Problem requirements: The answer is every line of the records that holds the word "field", copied in full.

Input for this task:
►
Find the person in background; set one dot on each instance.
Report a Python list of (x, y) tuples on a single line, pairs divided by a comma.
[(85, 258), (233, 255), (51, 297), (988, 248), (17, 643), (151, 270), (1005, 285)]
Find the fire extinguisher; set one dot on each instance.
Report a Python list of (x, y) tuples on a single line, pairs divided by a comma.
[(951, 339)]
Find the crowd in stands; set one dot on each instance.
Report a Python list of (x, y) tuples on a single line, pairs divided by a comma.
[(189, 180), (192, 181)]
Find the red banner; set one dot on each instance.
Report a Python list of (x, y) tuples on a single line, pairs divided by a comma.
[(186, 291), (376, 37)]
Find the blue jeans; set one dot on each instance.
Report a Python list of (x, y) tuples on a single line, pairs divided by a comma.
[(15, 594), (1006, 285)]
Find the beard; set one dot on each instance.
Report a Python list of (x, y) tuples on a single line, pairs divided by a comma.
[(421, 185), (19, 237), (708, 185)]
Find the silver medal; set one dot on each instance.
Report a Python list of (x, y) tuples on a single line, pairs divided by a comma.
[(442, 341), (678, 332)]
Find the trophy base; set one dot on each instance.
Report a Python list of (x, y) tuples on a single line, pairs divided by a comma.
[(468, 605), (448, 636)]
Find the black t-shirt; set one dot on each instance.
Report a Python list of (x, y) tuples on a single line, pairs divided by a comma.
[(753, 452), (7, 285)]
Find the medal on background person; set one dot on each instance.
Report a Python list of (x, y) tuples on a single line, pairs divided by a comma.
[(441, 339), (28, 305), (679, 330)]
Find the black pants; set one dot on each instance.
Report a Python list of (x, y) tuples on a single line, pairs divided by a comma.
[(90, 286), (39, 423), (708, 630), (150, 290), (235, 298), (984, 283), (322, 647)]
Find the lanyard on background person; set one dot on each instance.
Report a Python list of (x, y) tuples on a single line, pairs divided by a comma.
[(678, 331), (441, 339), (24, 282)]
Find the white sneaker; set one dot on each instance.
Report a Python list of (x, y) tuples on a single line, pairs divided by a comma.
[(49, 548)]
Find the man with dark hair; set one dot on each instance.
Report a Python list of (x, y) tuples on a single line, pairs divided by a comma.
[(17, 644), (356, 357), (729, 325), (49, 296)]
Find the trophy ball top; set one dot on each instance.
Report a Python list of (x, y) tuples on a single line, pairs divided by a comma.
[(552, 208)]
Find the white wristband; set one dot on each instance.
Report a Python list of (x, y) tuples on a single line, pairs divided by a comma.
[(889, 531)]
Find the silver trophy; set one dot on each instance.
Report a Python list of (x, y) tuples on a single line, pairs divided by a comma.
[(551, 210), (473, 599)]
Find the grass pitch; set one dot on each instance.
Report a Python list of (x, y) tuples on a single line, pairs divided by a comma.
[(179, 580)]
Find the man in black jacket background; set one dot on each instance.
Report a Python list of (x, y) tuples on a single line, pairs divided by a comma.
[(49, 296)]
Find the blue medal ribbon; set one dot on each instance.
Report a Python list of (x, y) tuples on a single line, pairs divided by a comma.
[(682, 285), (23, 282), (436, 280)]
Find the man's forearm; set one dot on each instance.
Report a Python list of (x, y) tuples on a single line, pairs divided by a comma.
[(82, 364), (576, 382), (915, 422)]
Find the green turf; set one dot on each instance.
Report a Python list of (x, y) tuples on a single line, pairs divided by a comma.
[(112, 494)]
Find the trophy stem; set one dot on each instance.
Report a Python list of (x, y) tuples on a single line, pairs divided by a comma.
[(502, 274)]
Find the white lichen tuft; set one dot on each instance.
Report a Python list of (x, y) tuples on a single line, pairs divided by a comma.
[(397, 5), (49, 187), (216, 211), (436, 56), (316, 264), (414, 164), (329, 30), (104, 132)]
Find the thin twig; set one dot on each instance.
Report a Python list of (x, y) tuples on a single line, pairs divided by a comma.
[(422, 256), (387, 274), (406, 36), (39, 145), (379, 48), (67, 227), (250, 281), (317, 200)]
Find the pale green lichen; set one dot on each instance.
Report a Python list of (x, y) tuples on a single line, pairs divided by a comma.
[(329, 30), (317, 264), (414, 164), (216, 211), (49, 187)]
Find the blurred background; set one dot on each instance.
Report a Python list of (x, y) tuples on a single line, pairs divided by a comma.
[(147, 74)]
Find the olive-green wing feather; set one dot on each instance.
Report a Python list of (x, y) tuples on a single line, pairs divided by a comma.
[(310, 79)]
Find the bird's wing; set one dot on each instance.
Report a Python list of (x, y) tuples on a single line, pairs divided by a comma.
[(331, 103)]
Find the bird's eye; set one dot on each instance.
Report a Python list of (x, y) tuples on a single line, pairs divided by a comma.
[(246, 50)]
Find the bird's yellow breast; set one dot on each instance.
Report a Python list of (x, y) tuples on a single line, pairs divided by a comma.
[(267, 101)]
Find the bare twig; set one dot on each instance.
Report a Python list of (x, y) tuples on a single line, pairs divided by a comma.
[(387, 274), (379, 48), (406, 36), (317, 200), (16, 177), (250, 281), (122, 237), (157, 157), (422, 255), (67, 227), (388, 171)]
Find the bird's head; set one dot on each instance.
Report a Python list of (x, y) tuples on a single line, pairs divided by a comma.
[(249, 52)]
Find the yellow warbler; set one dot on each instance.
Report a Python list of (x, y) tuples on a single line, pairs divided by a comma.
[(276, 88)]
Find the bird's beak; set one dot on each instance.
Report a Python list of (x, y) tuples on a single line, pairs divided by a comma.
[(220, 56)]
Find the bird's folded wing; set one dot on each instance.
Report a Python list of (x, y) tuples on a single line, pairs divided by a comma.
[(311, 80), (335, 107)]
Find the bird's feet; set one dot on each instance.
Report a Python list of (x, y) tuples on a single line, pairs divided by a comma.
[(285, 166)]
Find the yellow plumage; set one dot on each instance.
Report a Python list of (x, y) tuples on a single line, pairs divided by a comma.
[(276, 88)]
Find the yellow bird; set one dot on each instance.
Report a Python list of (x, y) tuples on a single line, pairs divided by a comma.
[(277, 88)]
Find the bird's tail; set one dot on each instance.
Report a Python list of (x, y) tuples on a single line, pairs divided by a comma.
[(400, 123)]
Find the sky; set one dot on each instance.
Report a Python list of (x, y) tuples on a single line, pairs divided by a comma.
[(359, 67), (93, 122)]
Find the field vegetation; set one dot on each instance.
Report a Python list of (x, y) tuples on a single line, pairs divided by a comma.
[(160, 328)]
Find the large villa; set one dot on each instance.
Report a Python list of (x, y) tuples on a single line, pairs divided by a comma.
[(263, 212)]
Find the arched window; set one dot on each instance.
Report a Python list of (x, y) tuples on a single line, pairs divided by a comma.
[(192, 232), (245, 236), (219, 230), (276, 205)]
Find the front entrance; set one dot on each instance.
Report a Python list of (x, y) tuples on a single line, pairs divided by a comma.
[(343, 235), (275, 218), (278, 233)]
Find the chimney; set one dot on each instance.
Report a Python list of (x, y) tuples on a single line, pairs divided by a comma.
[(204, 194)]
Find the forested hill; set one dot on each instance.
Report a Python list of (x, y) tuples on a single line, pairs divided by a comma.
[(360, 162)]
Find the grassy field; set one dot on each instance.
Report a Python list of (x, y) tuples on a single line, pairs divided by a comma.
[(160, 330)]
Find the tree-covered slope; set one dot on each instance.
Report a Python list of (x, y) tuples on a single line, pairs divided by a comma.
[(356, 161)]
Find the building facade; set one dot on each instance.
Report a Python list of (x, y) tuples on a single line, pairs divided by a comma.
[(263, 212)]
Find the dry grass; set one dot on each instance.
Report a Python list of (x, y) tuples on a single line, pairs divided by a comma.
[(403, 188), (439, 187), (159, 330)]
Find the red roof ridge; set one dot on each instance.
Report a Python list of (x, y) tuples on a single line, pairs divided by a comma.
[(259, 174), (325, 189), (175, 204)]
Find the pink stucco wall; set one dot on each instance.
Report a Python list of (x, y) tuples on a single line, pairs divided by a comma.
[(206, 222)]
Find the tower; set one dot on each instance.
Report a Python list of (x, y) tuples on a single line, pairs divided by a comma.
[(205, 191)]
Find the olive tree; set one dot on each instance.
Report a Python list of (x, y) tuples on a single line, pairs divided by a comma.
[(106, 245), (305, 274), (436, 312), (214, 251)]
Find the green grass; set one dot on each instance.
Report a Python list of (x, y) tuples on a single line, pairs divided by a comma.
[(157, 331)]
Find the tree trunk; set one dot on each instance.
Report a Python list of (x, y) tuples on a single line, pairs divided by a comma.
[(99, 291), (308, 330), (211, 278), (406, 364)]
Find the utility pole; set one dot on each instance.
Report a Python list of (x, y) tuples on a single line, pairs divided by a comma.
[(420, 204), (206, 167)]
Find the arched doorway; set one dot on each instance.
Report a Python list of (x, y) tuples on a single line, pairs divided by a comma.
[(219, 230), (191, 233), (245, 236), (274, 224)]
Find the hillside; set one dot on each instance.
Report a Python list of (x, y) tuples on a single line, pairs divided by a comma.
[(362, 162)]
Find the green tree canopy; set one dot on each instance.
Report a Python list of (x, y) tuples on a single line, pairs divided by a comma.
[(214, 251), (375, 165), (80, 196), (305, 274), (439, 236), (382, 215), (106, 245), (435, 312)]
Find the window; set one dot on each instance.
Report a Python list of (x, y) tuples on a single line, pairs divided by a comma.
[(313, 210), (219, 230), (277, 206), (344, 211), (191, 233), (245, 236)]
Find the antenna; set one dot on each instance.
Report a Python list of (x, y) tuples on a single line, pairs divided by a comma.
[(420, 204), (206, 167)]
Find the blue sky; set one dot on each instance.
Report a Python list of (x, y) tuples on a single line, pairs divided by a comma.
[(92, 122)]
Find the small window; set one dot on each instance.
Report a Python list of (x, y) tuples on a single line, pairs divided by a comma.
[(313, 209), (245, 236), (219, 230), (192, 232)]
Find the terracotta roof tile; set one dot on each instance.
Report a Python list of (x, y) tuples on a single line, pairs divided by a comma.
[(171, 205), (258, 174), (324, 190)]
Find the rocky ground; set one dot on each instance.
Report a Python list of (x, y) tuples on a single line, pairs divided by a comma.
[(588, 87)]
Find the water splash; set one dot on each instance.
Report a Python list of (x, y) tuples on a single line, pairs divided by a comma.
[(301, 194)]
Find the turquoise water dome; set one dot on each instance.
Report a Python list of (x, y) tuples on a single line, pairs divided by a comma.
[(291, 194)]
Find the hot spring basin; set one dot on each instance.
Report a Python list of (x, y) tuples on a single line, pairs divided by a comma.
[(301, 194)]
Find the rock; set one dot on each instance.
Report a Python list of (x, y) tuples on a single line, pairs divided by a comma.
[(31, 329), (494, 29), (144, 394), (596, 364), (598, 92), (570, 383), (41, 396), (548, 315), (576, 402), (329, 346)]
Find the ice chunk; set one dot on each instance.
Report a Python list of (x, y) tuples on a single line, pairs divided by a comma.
◄
Answer space:
Find the field vegetation; set one dot on each instance.
Find the grassy field; set one dot on each instance.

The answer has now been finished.